- [Problem details]
Quote the lines below word for word, from the first one through the line containing "x=32, y=197", including both ends. Leave the pictures out.

- [Input for this task]

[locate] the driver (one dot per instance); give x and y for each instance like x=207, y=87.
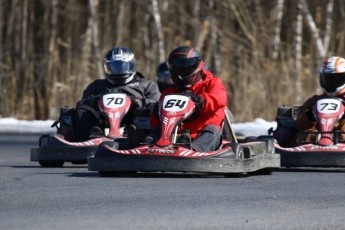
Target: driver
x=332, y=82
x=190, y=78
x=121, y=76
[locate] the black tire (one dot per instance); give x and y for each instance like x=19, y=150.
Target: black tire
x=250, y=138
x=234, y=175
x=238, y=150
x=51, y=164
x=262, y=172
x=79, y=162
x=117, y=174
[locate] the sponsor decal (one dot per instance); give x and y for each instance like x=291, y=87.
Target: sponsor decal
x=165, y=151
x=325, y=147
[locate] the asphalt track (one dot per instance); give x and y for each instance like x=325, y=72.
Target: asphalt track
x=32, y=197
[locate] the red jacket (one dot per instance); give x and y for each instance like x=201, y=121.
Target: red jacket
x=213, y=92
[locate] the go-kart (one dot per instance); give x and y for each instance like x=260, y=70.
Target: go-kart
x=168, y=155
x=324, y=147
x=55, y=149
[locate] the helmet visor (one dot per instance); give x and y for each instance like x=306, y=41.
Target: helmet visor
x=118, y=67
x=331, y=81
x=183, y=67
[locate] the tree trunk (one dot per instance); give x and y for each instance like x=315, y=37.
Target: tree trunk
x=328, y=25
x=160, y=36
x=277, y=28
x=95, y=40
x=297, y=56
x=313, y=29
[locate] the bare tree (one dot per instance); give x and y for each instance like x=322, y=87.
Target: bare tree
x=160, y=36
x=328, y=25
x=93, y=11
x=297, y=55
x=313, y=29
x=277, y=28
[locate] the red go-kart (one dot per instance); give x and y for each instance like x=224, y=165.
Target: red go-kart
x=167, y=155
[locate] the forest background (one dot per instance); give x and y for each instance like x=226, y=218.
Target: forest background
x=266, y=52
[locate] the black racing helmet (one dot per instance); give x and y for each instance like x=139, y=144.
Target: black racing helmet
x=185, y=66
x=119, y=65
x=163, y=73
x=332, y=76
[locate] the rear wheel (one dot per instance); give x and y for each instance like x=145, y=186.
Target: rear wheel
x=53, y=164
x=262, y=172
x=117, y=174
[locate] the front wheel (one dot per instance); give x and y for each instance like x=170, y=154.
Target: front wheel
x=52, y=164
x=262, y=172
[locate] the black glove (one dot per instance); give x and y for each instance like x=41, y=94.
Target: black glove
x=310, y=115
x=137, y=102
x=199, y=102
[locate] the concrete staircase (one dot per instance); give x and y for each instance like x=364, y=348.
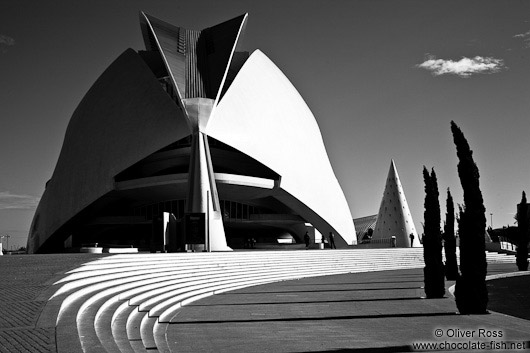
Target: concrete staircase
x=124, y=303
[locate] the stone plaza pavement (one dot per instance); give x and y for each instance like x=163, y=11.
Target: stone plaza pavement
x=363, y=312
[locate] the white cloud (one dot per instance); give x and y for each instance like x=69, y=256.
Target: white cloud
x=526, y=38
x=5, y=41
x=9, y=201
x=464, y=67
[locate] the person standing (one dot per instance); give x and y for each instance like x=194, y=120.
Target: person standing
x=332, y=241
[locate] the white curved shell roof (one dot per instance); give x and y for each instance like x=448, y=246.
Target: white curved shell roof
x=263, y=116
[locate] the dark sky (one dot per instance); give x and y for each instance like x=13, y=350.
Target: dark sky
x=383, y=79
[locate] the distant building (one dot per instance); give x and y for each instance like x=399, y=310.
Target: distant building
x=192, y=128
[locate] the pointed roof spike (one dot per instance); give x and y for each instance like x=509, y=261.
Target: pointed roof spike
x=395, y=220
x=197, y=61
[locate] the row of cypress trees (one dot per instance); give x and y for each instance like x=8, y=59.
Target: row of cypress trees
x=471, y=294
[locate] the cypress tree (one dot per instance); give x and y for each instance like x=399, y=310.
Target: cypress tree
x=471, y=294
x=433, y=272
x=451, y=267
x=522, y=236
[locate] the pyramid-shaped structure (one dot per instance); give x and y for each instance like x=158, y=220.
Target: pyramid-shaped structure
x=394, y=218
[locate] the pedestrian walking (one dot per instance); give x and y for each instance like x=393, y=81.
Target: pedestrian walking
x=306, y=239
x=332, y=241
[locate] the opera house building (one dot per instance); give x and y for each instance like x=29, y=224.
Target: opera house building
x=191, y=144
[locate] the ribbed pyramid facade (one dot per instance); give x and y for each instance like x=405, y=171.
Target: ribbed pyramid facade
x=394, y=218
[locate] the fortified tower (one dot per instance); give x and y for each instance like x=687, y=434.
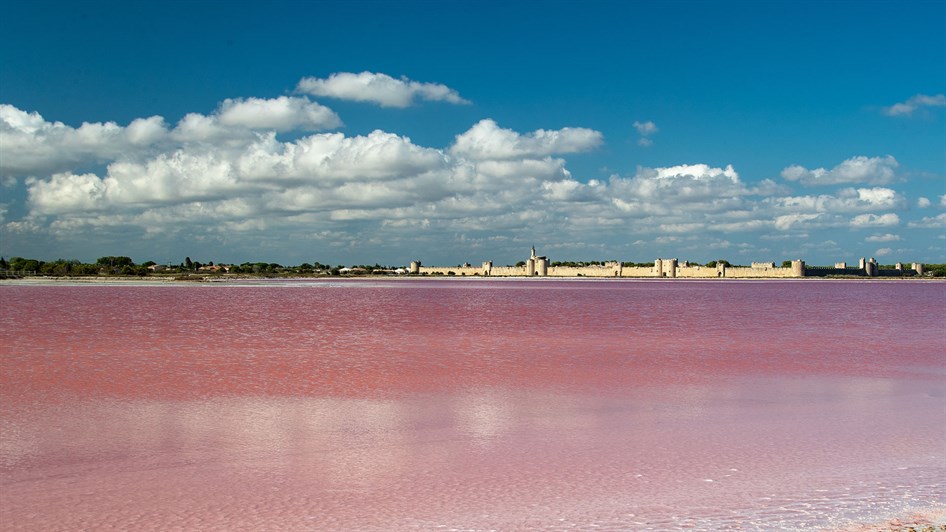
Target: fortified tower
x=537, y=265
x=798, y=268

- [Result of the task]
[locate] the driver (one dot per instance); give x and y for each instance like x=207, y=87.
Target: driver
x=332, y=82
x=190, y=78
x=121, y=76
[locate] the black tire (one dot per instance); give x and y for each instance like x=19, y=150.
Target: black tire
x=250, y=138
x=234, y=175
x=238, y=150
x=51, y=164
x=262, y=172
x=79, y=162
x=117, y=174
[locate] the sponsor decal (one dot per instance); give x and y for each instance like x=291, y=87.
Target: sponsor decal
x=165, y=151
x=325, y=147
[locate] the asphalt track (one dot per instance); give x and y for each instance like x=325, y=72.
Target: asphalt track
x=32, y=197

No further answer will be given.